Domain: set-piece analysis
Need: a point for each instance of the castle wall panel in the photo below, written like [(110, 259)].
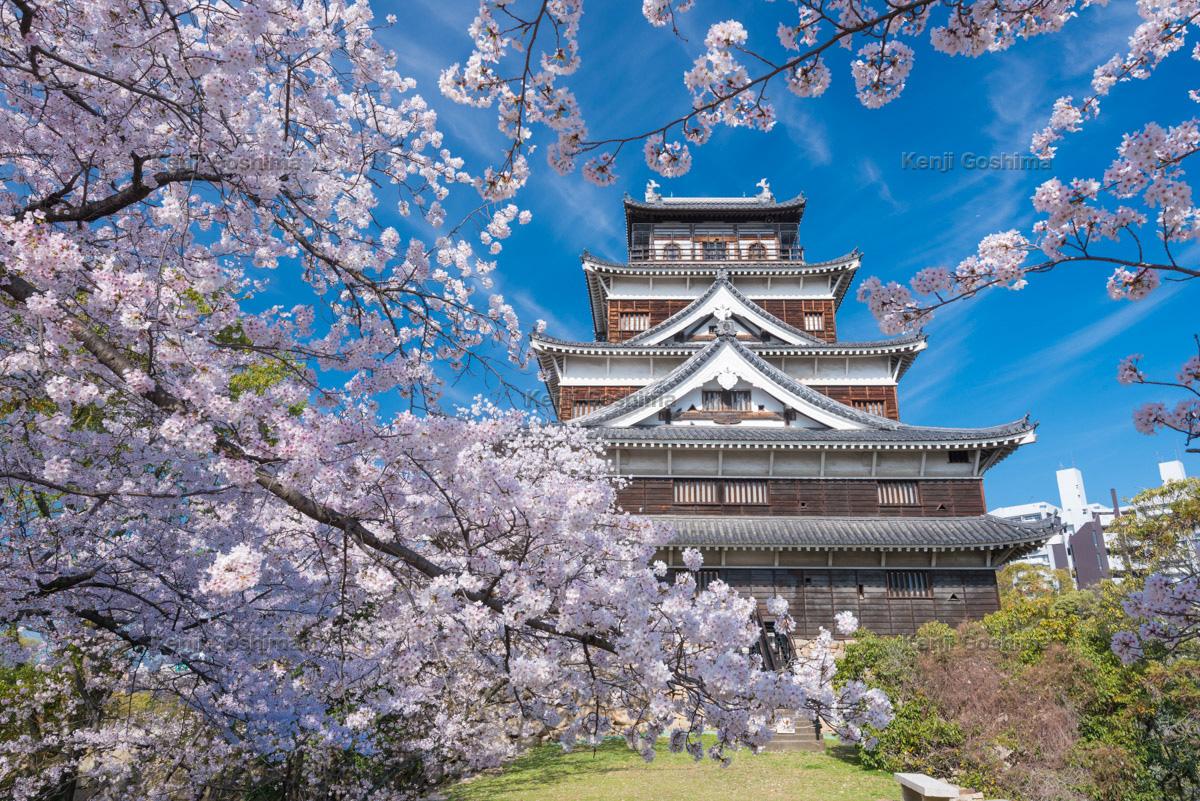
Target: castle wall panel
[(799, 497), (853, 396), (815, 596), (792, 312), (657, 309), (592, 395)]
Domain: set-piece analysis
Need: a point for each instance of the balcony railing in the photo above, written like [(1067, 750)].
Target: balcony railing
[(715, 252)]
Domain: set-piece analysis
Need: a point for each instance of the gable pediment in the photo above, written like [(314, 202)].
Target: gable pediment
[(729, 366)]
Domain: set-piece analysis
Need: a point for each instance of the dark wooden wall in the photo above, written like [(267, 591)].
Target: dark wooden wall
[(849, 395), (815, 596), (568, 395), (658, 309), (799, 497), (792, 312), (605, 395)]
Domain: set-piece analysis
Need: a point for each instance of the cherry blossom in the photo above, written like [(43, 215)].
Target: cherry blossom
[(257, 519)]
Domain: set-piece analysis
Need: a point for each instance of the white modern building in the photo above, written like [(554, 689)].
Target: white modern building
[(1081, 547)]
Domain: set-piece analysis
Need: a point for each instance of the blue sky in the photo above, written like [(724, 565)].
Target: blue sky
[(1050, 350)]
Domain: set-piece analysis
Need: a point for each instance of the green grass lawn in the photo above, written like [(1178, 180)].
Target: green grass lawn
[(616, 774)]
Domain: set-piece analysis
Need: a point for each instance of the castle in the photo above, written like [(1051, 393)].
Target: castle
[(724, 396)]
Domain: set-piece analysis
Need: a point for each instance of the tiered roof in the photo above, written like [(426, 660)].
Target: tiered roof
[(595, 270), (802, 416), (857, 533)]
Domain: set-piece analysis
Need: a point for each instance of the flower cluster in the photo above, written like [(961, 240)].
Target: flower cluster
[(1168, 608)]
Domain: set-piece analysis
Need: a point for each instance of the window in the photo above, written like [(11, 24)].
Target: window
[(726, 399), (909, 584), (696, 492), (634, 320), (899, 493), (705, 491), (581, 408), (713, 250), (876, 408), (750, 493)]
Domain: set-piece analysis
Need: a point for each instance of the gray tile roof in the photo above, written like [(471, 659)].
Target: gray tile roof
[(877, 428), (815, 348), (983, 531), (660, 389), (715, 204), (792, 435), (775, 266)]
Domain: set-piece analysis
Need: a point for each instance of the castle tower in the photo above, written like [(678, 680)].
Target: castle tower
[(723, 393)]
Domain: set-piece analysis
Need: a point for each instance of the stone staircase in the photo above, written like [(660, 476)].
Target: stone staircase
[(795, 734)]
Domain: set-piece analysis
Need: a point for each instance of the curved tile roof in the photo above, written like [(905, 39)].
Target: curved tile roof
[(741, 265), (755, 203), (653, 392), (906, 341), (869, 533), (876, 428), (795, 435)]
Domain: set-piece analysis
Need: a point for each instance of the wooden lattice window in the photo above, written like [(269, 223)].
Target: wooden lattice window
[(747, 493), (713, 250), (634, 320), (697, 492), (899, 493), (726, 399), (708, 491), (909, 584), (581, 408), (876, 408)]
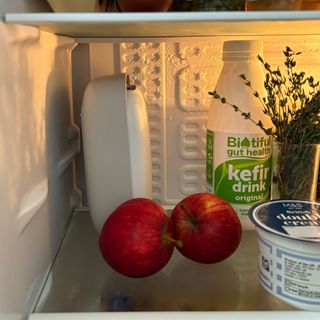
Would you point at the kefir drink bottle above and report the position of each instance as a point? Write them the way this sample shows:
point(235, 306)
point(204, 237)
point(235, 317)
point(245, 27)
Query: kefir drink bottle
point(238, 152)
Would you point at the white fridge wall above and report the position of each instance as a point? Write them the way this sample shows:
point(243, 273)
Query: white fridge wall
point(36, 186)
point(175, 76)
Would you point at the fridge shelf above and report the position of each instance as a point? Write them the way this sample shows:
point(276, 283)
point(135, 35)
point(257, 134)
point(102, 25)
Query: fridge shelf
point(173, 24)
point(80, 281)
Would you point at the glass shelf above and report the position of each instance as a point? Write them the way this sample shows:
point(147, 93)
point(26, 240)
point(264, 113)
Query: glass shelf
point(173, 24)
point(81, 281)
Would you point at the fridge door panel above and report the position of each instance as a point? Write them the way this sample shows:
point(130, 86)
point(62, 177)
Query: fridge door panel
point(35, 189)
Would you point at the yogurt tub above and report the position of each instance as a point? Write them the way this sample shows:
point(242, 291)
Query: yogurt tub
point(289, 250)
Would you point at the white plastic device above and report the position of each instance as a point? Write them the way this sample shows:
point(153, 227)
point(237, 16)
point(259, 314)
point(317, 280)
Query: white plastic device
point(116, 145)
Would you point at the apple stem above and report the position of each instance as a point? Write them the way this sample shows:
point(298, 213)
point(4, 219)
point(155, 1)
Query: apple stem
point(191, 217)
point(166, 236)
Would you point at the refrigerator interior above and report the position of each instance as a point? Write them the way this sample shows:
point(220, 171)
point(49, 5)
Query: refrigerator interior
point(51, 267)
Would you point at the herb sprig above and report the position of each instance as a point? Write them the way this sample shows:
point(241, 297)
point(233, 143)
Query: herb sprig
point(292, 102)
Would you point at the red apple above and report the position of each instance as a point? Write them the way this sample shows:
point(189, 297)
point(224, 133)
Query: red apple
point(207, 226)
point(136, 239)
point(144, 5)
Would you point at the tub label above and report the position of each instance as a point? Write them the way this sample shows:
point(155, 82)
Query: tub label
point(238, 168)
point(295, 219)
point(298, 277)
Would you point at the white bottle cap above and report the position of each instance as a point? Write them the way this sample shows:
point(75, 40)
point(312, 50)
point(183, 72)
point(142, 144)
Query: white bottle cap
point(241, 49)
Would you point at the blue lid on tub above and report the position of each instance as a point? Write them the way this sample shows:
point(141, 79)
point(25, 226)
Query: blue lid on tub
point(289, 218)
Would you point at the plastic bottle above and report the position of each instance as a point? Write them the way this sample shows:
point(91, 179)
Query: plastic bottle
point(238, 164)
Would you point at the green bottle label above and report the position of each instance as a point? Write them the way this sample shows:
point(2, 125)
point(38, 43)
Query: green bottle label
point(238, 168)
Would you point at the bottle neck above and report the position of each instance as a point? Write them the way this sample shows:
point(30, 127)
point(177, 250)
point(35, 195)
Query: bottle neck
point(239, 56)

────

_Task description_: Write out exactly the lines that begin at the one containing "Would you point at the green" and continue through the last line of the data, and only those.

_Completed exercise_:
Would you point at the green bottle label above and report the position of each instance as a point? Write them the way this sample shows:
point(2, 125)
point(38, 43)
Query: green bottle label
point(238, 168)
Would you point at the bottle neck above and report the position of each instance as a point? Write them the way this sample shows:
point(30, 127)
point(177, 250)
point(35, 195)
Query: bottle neck
point(239, 56)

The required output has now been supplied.